Given data start

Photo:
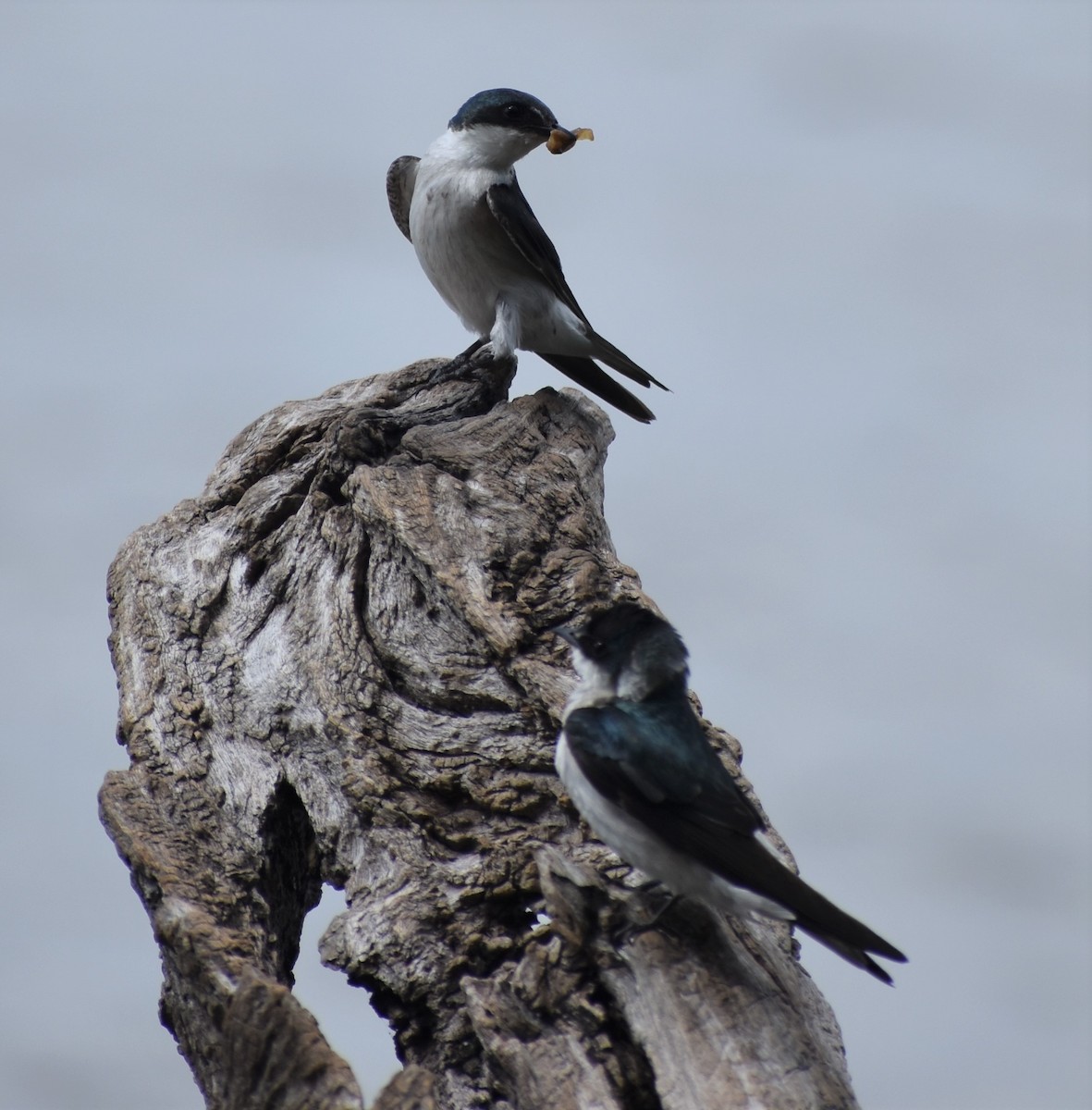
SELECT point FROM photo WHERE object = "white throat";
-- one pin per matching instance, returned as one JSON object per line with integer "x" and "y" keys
{"x": 485, "y": 147}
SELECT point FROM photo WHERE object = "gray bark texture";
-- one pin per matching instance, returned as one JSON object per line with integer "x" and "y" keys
{"x": 333, "y": 670}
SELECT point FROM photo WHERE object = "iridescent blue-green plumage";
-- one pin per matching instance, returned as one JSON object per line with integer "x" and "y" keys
{"x": 637, "y": 761}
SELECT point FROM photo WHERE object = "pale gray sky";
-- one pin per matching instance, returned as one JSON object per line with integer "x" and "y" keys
{"x": 854, "y": 241}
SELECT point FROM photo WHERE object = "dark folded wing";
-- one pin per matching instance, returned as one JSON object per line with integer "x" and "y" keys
{"x": 400, "y": 179}
{"x": 513, "y": 214}
{"x": 597, "y": 381}
{"x": 658, "y": 767}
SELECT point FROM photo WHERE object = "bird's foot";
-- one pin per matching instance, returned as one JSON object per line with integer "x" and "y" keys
{"x": 465, "y": 366}
{"x": 644, "y": 910}
{"x": 478, "y": 366}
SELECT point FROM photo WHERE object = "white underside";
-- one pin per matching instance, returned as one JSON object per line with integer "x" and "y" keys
{"x": 472, "y": 262}
{"x": 637, "y": 845}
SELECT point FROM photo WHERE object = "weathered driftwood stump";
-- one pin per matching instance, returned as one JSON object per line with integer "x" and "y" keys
{"x": 333, "y": 669}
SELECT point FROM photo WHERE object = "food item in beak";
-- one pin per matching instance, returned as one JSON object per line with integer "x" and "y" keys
{"x": 561, "y": 140}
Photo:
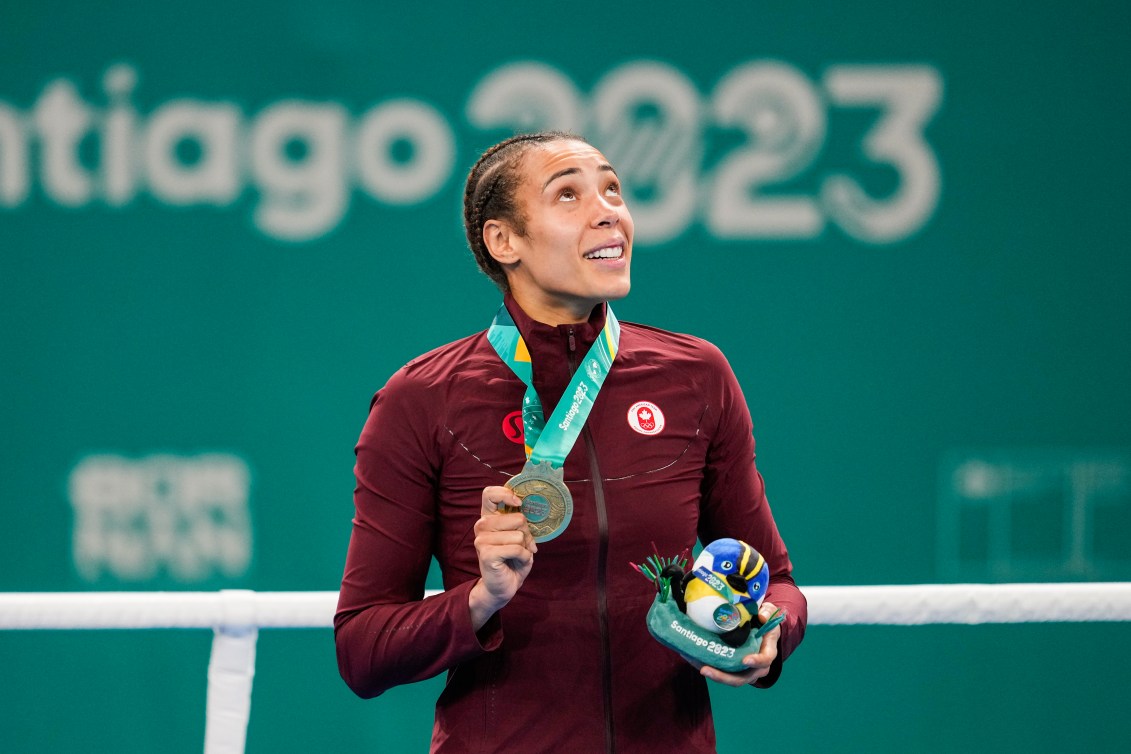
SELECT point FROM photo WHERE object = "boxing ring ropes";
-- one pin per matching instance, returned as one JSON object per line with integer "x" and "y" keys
{"x": 235, "y": 617}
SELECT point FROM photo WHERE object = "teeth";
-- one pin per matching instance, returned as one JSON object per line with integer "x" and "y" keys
{"x": 610, "y": 252}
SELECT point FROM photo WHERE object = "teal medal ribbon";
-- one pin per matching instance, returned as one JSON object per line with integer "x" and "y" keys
{"x": 546, "y": 502}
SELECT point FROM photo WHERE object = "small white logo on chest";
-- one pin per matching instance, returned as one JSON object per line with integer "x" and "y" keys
{"x": 646, "y": 417}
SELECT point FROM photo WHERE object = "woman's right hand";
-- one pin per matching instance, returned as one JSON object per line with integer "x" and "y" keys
{"x": 506, "y": 551}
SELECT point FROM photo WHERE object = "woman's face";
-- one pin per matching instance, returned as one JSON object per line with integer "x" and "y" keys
{"x": 578, "y": 241}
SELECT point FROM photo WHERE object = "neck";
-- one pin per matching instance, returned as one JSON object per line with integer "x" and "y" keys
{"x": 553, "y": 312}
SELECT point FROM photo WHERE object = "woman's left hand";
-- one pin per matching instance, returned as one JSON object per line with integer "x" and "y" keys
{"x": 758, "y": 664}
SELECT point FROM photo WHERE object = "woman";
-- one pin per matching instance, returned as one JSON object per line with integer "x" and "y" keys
{"x": 544, "y": 635}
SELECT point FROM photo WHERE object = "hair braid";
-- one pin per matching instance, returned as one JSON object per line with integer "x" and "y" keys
{"x": 490, "y": 194}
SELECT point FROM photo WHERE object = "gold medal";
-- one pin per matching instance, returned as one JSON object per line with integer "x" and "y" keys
{"x": 546, "y": 502}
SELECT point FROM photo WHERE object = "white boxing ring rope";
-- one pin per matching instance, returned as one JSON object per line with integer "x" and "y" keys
{"x": 235, "y": 617}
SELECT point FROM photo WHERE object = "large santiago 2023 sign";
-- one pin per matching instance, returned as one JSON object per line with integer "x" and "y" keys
{"x": 304, "y": 158}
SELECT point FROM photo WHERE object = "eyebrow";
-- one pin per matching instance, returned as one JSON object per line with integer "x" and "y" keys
{"x": 605, "y": 167}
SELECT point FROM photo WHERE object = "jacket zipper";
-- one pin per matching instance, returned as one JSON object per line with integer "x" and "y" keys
{"x": 598, "y": 495}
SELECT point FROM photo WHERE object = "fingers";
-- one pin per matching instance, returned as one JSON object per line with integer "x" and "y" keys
{"x": 501, "y": 513}
{"x": 497, "y": 497}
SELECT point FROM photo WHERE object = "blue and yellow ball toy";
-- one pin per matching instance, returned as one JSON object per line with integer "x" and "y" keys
{"x": 709, "y": 614}
{"x": 727, "y": 585}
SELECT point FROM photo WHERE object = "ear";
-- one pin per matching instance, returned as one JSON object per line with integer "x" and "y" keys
{"x": 499, "y": 239}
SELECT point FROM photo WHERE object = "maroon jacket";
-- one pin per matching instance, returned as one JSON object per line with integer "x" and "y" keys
{"x": 569, "y": 661}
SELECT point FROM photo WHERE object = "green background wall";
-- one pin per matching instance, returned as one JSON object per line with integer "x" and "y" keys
{"x": 224, "y": 225}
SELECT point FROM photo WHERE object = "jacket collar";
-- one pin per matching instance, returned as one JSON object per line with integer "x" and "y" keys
{"x": 553, "y": 356}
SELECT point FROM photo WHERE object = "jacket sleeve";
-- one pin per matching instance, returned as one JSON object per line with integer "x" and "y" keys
{"x": 385, "y": 631}
{"x": 734, "y": 505}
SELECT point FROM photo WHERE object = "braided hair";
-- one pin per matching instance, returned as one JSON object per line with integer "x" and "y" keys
{"x": 490, "y": 194}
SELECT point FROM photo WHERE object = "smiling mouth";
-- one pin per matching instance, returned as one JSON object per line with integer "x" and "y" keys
{"x": 606, "y": 252}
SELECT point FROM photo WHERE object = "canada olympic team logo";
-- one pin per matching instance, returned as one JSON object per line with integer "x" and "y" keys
{"x": 646, "y": 417}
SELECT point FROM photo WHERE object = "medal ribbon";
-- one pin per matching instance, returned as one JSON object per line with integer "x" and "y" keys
{"x": 552, "y": 440}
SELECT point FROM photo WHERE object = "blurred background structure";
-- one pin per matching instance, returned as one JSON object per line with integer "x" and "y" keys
{"x": 223, "y": 226}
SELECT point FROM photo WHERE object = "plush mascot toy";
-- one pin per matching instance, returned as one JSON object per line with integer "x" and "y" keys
{"x": 709, "y": 614}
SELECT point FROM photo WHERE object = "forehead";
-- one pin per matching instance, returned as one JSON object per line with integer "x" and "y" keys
{"x": 546, "y": 159}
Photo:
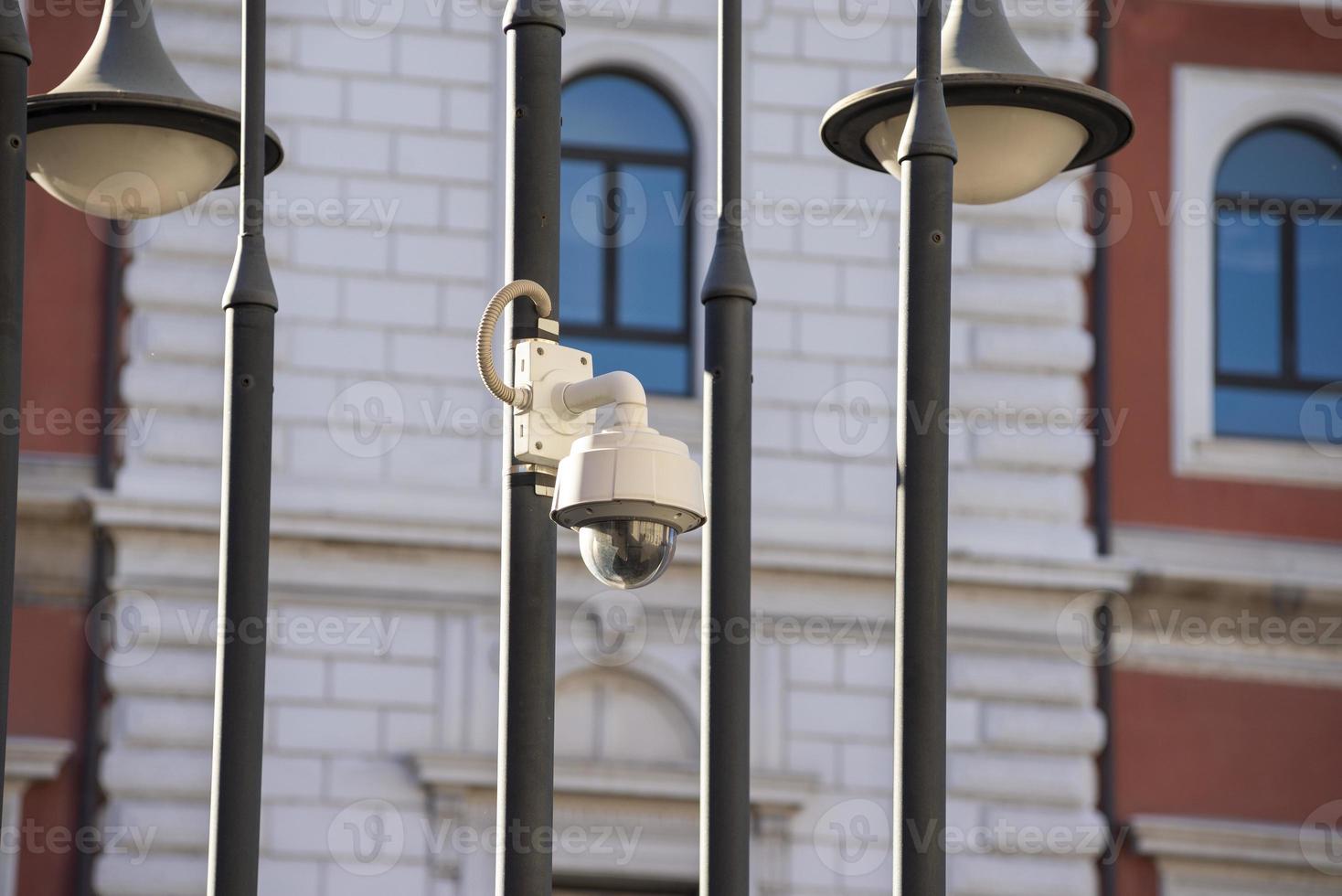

Given data end

* _Short exercise_
State how many lines of the stored data contain the string "jacket", matching case exactly, and give only the number.

* _Task solution_
4